____ Recorded information

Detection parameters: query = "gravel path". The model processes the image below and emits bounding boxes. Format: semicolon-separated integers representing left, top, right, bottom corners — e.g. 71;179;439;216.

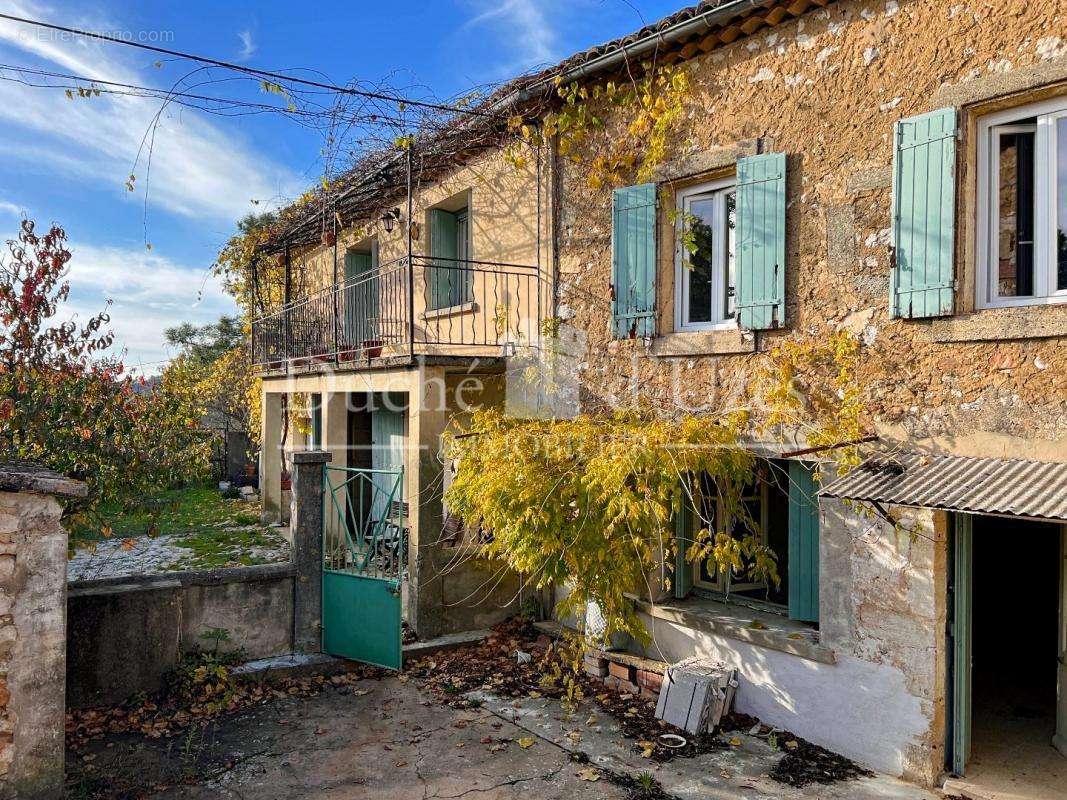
67;526;289;581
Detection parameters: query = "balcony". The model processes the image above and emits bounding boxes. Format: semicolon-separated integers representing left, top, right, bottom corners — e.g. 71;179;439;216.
252;256;551;372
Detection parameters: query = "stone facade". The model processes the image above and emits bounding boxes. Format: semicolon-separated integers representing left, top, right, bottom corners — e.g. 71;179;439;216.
556;0;1067;784
558;0;1067;460
0;464;85;798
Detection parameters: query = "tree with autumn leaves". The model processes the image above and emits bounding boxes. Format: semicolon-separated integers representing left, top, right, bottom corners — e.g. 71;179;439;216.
0;220;209;534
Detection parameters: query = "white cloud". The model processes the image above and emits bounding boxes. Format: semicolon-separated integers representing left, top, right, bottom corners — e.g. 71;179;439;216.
461;0;559;73
0;0;303;223
0;199;26;217
60;244;236;372
237;29;256;61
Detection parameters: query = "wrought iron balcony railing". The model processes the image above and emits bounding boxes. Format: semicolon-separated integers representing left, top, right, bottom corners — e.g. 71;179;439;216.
252;256;550;371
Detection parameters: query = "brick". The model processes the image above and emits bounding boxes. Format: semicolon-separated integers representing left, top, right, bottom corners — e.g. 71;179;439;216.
616;681;641;694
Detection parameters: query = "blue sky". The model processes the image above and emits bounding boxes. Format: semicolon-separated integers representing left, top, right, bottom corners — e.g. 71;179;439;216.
0;0;684;372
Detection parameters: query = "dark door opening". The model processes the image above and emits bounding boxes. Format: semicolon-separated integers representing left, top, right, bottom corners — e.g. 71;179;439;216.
952;515;1067;800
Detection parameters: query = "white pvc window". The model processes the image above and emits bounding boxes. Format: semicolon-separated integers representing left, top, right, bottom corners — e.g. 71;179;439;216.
674;178;736;331
976;98;1067;307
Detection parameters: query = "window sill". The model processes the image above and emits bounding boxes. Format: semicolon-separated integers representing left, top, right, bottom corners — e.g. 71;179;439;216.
930;303;1067;343
635;597;837;663
423;301;478;319
650;326;755;358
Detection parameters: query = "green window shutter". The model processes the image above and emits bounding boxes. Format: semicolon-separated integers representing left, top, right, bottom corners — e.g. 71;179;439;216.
611;183;656;339
345;250;373;284
674;480;694;599
428;208;460;308
312;395;322;450
736;153;785;331
890;109;956;318
789;461;818;622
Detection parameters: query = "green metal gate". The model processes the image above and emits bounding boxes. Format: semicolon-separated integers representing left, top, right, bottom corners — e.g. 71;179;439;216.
322;466;408;670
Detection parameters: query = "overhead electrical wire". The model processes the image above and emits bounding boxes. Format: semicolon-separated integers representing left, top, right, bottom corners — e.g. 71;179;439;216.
0;13;504;119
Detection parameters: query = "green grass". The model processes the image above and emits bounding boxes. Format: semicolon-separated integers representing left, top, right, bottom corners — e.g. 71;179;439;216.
76;486;292;570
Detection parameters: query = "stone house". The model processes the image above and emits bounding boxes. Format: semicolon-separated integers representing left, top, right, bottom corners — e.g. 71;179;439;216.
261;0;1067;797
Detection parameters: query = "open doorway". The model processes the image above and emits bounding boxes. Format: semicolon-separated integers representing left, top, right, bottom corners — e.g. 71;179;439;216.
946;515;1067;800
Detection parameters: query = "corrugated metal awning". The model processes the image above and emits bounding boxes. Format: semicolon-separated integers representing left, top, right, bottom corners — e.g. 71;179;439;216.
818;452;1067;521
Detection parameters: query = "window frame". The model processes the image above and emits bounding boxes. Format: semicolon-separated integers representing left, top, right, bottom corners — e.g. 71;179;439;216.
691;480;776;608
674;175;737;333
974;96;1067;308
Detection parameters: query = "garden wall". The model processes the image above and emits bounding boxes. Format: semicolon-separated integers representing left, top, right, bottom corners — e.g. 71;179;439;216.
66;563;297;708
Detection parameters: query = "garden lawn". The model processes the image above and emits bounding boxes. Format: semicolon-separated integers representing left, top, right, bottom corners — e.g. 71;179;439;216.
71;486;288;579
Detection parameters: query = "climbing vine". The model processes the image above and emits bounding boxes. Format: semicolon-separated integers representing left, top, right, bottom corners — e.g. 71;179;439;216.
446;332;867;639
446;410;759;638
505;63;692;190
759;331;870;475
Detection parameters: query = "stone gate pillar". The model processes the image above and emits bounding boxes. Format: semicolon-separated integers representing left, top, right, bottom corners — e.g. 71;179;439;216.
0;463;86;798
290;450;331;653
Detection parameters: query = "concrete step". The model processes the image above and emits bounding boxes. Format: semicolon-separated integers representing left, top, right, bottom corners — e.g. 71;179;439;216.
230;630;490;679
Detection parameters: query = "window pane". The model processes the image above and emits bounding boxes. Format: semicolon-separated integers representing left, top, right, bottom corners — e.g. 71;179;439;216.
722;192;737;319
1056;116;1067;291
686;196;715;322
997;132;1034;298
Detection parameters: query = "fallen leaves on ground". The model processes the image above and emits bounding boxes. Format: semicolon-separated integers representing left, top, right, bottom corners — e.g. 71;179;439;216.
66;667;384;749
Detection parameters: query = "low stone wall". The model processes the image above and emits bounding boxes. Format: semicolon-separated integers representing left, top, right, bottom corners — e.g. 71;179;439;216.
66;563;298;708
0;463;85;800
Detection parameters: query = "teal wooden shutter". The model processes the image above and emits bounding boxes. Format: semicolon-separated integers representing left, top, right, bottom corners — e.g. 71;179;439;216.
310;395;322;450
611;183;656;339
345;250;373;284
890;109;956;318
428;208;459;308
736;153;785;331
674;475;694;599
789;461;818;622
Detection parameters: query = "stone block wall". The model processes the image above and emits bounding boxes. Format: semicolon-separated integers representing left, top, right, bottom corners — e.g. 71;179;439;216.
0;464;84;799
61;563;300;708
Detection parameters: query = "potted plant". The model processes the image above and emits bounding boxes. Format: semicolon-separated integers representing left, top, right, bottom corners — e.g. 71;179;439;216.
362;339;382;358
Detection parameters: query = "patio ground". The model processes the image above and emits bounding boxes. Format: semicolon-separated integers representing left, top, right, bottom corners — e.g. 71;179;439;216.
67;486;289;580
68;676;935;800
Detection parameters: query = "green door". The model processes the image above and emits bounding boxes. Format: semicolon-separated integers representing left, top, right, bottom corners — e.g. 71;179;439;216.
322;452;408;670
947;514;974;775
343;246;381;351
370;403;404;517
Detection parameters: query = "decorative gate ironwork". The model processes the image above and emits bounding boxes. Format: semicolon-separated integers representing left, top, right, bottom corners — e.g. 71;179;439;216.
322;466;408;670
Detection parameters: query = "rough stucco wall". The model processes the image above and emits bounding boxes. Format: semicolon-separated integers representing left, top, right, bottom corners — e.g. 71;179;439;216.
641;614;929;782
0;492;67;798
291;142;550;311
819;500;947;784
61;567;293;708
559;0;1067;460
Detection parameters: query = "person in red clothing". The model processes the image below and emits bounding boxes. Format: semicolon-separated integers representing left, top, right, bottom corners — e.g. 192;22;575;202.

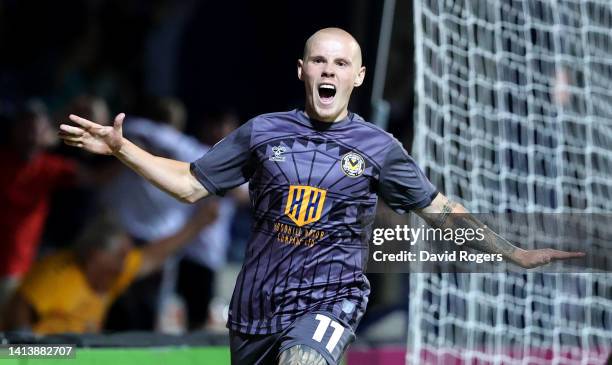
0;101;77;324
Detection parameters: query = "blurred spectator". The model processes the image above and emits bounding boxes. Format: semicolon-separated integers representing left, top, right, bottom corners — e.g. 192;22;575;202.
0;101;77;324
104;106;241;330
1;206;216;334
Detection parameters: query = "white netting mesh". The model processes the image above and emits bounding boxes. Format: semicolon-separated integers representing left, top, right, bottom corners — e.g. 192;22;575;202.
408;0;612;364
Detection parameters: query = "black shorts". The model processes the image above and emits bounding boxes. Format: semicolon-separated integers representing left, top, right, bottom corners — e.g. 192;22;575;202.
230;312;355;365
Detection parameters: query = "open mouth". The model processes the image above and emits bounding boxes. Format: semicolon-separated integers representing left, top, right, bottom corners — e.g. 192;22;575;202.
318;84;336;104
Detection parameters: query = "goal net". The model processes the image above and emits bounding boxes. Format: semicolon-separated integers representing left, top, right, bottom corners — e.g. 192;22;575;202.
407;0;612;364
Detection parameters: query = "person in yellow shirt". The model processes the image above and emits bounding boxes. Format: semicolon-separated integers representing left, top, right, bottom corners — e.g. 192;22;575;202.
5;202;217;334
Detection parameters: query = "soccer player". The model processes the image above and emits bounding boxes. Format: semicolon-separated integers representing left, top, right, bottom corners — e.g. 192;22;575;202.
60;28;581;365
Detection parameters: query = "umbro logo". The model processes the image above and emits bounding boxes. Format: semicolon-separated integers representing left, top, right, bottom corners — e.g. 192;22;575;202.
270;145;287;162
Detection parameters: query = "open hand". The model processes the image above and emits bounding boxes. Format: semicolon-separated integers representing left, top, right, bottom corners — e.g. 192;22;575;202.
514;248;584;269
58;113;125;155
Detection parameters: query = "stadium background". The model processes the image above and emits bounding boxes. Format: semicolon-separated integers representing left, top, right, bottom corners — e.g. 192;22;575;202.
0;0;612;365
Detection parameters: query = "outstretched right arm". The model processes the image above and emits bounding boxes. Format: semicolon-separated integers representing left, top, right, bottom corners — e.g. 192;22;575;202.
59;113;208;203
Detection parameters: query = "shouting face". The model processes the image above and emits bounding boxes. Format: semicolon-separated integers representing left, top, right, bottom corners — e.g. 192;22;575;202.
298;28;365;122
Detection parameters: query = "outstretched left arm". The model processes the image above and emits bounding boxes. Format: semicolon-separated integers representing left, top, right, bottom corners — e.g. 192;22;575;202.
416;194;584;269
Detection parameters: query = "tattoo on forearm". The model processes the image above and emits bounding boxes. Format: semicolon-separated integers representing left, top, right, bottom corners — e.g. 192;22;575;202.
278;345;327;365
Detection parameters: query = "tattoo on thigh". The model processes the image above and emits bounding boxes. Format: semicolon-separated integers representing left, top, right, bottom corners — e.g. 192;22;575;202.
278;345;327;365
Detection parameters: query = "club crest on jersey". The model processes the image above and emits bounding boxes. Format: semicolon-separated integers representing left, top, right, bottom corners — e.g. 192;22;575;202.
285;185;327;227
270;145;287;162
340;152;365;177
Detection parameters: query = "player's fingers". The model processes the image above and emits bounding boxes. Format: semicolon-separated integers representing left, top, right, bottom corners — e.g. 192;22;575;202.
60;124;85;136
68;114;97;129
113;113;125;130
58;132;83;142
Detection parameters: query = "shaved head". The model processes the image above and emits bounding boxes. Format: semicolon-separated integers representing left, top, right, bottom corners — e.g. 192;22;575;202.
303;28;362;66
297;28;365;122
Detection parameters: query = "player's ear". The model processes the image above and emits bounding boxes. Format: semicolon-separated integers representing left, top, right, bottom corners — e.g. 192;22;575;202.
298;59;304;81
353;66;365;87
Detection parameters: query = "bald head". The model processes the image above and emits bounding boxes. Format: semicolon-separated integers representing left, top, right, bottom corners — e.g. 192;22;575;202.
303;28;362;66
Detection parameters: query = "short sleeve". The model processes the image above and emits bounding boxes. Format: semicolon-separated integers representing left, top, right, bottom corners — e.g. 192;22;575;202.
378;140;438;214
191;120;253;195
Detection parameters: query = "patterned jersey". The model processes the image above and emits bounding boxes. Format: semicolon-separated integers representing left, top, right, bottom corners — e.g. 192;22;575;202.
191;110;437;334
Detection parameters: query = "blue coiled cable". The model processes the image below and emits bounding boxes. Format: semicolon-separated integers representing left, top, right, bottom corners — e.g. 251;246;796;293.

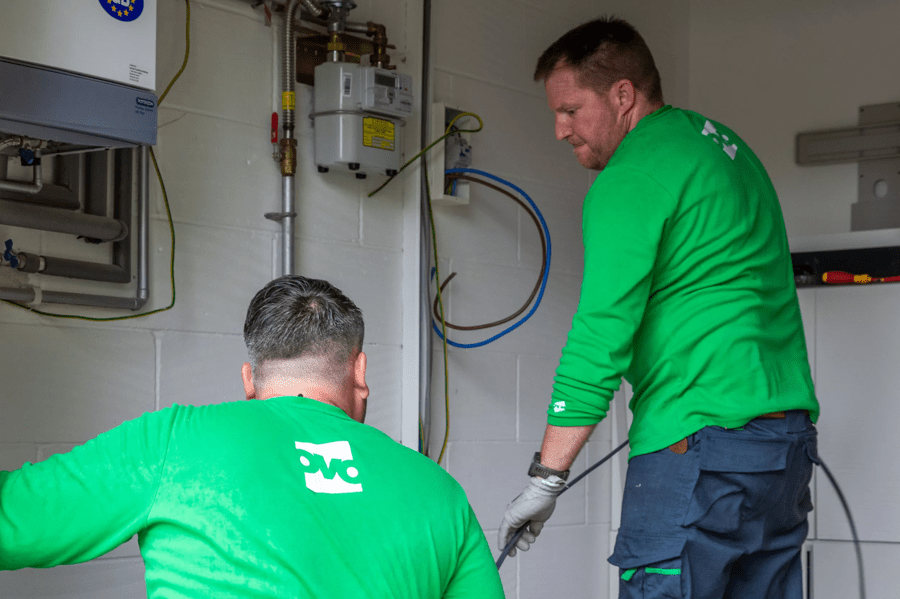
431;168;551;349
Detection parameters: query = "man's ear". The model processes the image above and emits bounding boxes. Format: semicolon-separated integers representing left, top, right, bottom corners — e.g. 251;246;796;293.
610;79;637;114
353;352;369;422
241;362;256;399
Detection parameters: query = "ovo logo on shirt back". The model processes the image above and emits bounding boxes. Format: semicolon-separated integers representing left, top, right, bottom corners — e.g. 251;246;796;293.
294;441;362;493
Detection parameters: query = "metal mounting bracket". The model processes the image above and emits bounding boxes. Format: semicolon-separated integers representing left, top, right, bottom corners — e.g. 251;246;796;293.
797;102;900;231
263;212;297;222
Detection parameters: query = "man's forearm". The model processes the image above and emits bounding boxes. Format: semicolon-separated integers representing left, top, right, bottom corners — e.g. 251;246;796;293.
541;424;596;470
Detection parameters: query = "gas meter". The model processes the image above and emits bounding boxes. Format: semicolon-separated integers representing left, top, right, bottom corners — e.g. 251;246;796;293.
310;62;413;179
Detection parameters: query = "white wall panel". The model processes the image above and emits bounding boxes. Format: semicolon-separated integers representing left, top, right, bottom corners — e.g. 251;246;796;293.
0;325;156;443
0;558;147;599
156;330;250;409
431;344;527;446
810;541;900;599
516;524;609;599
815;285;900;542
690;0;900;236
516;354;559;442
363;344;402;442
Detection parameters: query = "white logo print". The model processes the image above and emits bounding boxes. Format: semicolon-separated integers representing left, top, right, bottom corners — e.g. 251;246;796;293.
294;441;362;493
703;121;737;160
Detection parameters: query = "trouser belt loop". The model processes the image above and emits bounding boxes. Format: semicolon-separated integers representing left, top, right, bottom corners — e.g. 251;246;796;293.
757;412;785;420
669;437;687;454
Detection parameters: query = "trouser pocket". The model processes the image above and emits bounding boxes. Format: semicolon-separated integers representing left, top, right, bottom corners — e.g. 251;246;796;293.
609;532;690;599
684;430;812;534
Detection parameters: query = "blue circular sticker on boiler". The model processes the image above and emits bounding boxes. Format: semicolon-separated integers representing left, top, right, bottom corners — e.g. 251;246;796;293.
99;0;144;21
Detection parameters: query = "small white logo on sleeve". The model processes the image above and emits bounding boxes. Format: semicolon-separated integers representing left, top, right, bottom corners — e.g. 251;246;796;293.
702;121;737;160
294;441;362;493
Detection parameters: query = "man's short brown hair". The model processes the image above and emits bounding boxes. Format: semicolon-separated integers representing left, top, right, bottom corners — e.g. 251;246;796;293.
534;17;663;103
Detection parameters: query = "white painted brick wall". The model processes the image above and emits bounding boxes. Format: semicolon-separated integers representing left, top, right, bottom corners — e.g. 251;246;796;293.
0;0;408;599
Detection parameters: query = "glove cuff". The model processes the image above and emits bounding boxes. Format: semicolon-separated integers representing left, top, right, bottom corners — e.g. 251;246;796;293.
531;474;566;495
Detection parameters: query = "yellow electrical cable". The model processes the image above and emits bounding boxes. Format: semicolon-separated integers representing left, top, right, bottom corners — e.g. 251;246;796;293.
0;0;191;322
368;112;484;198
422;165;450;464
368;112;484;464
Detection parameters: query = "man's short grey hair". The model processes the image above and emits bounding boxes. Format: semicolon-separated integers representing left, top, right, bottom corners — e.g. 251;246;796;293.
244;275;365;374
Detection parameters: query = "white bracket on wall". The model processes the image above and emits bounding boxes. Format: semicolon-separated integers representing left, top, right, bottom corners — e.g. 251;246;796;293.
428;102;474;206
797;102;900;231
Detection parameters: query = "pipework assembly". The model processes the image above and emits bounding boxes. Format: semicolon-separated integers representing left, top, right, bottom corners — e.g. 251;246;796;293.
310;0;413;179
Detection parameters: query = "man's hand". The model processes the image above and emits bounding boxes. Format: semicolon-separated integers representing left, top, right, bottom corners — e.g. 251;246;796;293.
498;475;566;557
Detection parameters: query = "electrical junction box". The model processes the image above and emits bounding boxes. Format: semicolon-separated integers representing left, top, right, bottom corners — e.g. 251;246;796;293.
426;102;478;206
0;0;157;91
310;62;413;178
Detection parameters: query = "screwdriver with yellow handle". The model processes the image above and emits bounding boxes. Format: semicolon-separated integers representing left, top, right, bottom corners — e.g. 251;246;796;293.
822;270;900;285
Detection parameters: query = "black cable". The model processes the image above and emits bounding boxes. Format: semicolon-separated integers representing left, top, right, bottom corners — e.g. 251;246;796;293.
497;441;628;570
497;441;866;599
819;456;866;599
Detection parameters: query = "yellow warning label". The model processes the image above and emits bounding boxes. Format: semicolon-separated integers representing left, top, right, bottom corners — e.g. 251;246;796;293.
281;92;297;110
363;117;395;152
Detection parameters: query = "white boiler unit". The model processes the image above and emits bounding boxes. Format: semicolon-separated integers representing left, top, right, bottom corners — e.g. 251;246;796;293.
0;0;157;151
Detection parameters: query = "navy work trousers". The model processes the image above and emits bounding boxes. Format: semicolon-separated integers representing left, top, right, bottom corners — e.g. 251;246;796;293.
609;410;818;599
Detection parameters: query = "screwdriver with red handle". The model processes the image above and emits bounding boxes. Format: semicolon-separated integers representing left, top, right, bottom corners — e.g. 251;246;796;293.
822;270;900;285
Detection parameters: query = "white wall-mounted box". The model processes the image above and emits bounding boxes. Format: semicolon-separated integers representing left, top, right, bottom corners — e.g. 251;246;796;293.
0;0;157;91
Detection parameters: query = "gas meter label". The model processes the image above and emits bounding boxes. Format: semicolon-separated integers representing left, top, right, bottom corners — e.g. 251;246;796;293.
363;117;395;152
99;0;144;21
342;73;353;98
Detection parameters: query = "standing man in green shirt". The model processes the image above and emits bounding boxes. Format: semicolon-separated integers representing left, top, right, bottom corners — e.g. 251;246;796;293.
0;276;503;599
499;18;819;599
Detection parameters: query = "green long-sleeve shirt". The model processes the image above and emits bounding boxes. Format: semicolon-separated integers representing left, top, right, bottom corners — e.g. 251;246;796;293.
548;106;819;457
0;397;503;599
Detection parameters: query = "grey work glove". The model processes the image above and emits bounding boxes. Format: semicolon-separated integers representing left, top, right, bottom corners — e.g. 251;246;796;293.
498;475;566;557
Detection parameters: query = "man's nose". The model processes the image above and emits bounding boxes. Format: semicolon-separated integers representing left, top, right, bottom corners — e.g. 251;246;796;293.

________

● Task brief: Rescale the stretch from the start of the entries through the line containing "252;256;551;372" by writing out every line again, requests included, with each bounding-box coordinate in the answers multiplied by 1.5 and rounded to a whole number, halves rounding up, while the requests and their format samples stay unchanged. Leave the pictures out.

● Output below:
Detection parameters: query = "gravel path". The model processes the image below and emits bounding boxes. Format: semicolon-separated integers representing left, top, right, bottom corners — e.g. 71;179;439;216.

101;789;434;872
Detection parameters: query = "balcony". The model processes the image above and emits bounding boxes. Format: semicolon-separated integers representing left, top, right, bottom corners — e.g. 71;179;439;216.
378;384;827;558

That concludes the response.